At this point I thought about saying "hell yeah kid. Dont listen to them- be an educated consumer." I kept my mouth shut BC I was (planning on at the time but wound up not) swapping out my bootlopped nexus. I smiled and thought to myself 1) I'm not surprised this ten year old kid knows more than this rep (pretty sure she was a manager, actually- not sure if that makes it better or worse) and 2) hell yeah, I love seeing an educated consumer. Especially when its billy the ten year old kid dishing it out to the @$$hole know it all vzw employee.

I was about to whisper "galaxy nexus..." but the kid beat me to the punch. They didn't have any Nexis in stock so I knew I couldn't swap mine out.

Btw, why did my phone auto-capitalize iPhone but not verizon?

Sent from my Galaxy Nexus using Tapatalk


----------



## EsotericPunk

Oh, I almost forgot:

Original conversation, Jan 2011:
*My Aunt:* "What phone do you recommend? I need to replace my Blackberry."
*Me:* "I would recommend something like a Droid X. It's been a good phone for me and has some slick features like voice control, customizability, and a solid GPS with free navigation [since I knew she was looking for this]."
*My Aunt: * "Voice control? Like talking to my phone? I wouldn't ever do that. I'd look ridiculous."
(Side note: She bought an iPhone 4)

Cut to November 2011:
*My Aunt talking to another Aunt:* "I just got this iPhone 4s. Have you heard of this Siri thing? It's so cool, watch what I can do..."

sigh...


----------



## yarly

throwbot said:


> This one was way back in the thread, but it reminded me of one.
> 
> The kid was like, "yeah but isn't the battery really bad?". The woman said, "no the iPhone has the best battery". Then the kid said, "well i saw a chart on the internet from verizon comparing phone's specs and the iPhone was pretty bad. Plus, didn't one catch on fire on a plane BC of the battery?"


Battery life is better in phone calls but not in system tasks, since Java eats battery like a fat kid eats skittles.

http://www.anandtech...dwich-review/14

I don't mean to hijack the thread, I just like to make sure we only mock dumb things that are true. Otherwise the thread would start to be full of enough irony to make every Apple hipster smug with delight.




























Anyways....carry on.


----------



## davey11

All my friends have dumbphones like moto razrs and lg chocolates. I wish some of em had icraps so I could hammer them. Dumbphones are no challenge whatsoever.

Sent from my Th3orized GN


----------



## WhataSpaz

davey11 said:


> All my friends have dumbphones like moto razrs and lg chocolates. I wish some of em had icraps so I could hammer them. Dumbphones are no challenge whatsoever.
> 
> Sent from my Th3orized GN


Hey, I had the og razr back in the day! I loved that phone haha


----------



## Jubakuba

WhataSpaz said:


> Hey, I had the og razr back in the day! I loved that phone haha


I think most of us did, lol.
I know I had it.
"OMG LOOK HOW THIN!!LUZL"

Required tasks:
1. Can you write out, word for word, everything in the forum thread from "At this point" down to "all vzw employee."?
2. Can you repeat, word for word, everything in the records from the line containing "Target — green grass pitch" down to the last line of the records?
The records have no connection to the forum thread.

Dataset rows
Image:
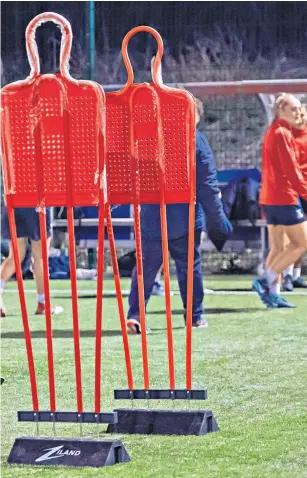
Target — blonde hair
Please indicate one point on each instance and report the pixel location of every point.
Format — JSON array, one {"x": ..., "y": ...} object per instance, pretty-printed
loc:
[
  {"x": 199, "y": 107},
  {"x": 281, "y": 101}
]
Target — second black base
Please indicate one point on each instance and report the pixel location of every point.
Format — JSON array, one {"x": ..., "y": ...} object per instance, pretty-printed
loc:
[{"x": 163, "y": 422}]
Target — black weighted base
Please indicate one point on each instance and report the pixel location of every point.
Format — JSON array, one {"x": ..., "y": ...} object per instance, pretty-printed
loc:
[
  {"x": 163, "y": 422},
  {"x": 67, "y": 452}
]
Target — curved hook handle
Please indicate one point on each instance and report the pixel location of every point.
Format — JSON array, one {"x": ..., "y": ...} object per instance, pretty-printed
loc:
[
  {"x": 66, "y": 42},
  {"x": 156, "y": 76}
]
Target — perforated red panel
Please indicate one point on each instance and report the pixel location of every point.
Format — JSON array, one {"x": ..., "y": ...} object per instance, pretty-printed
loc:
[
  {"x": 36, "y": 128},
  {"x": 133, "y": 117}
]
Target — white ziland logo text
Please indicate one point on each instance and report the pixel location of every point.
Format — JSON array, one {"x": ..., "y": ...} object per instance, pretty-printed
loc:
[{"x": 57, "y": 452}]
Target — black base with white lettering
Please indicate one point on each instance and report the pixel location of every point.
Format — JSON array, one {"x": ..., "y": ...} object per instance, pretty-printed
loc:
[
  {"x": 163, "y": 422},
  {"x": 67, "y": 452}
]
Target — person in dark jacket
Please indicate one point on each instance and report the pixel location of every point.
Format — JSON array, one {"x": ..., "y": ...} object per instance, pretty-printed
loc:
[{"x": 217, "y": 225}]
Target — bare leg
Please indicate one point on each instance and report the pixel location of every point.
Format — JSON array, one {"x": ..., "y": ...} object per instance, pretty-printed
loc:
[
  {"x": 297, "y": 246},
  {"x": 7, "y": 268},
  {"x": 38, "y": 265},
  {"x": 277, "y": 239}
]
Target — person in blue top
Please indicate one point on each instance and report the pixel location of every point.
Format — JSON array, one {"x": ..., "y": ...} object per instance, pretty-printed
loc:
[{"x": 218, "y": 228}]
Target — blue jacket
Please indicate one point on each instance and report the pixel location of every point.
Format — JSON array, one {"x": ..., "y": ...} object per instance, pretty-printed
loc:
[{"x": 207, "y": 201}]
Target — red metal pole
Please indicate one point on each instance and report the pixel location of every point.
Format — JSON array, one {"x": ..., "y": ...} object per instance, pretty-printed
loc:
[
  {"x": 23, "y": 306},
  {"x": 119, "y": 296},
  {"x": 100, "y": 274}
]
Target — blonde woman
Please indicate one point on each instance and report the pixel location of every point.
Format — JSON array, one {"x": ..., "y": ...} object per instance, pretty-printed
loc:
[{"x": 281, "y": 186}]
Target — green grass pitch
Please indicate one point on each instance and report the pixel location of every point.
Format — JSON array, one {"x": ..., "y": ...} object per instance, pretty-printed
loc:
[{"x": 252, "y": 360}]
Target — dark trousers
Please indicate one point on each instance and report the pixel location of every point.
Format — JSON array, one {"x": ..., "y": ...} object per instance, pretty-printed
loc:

List of solutions:
1.
At this point I thought about saying "hell yeah kid. Dont listen to them- be an educated consumer." I kept my mouth shut BC I was (planning on at the time but wound up not) swapping out my bootlopped nexus. I smiled and thought to myself 1) I'm not surprised this ten year old kid knows more than this rep (pretty sure she was a manager, actually- not sure if that makes it better or worse) and 2) hell yeah, I love seeing an educated consumer. Especially when its billy the ten year old kid dishing it out to the @$$hole know it all vzw employee.

2.
Target — green grass pitch
Please indicate one point on each instance and report the pixel location of every point.
Format — JSON array, one {"x": ..., "y": ...} object per instance, pretty-printed
loc:
[{"x": 252, "y": 360}]
Target — dark trousers
Please indicate one point on each instance and report the pixel location of every point.
Format — JSON array, one {"x": ..., "y": ...} object per instance, pretty-printed
loc:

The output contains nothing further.